Problem statement:
Copy all of the data below, requests included, and shift every bounding-box coordinate in the answers up by 119. Leave the pictures out.

Excerpted data:
-- -- --

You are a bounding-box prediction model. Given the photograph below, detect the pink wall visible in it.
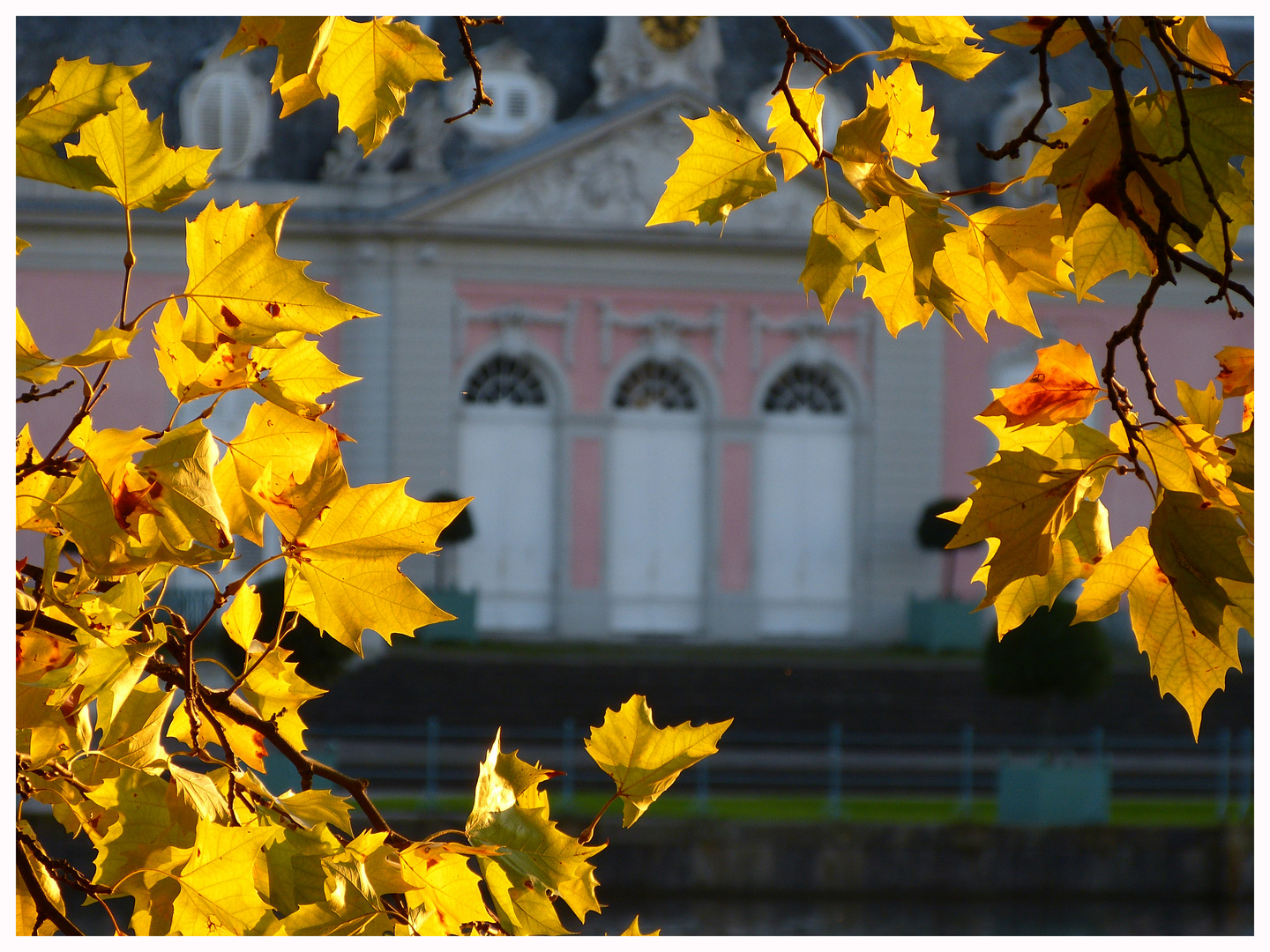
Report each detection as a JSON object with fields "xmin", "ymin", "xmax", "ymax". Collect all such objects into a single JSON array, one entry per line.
[
  {"xmin": 455, "ymin": 282, "xmax": 871, "ymax": 419},
  {"xmin": 569, "ymin": 436, "xmax": 604, "ymax": 589},
  {"xmin": 944, "ymin": 298, "xmax": 1252, "ymax": 595},
  {"xmin": 719, "ymin": 443, "xmax": 751, "ymax": 591}
]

-- -- --

The output:
You are a bounding-box prediction model. Given the photograph below, detect the pink wall visible in it.
Report each detection as a JSON object with fields "xmin", "ymin", "xmax", "ymax". Collect all such objects into a single JSON array, one entry per line.
[
  {"xmin": 574, "ymin": 401, "xmax": 990, "ymax": 538},
  {"xmin": 688, "ymin": 555, "xmax": 723, "ymax": 708},
  {"xmin": 1063, "ymin": 417, "xmax": 1371, "ymax": 714},
  {"xmin": 838, "ymin": 562, "xmax": 870, "ymax": 710}
]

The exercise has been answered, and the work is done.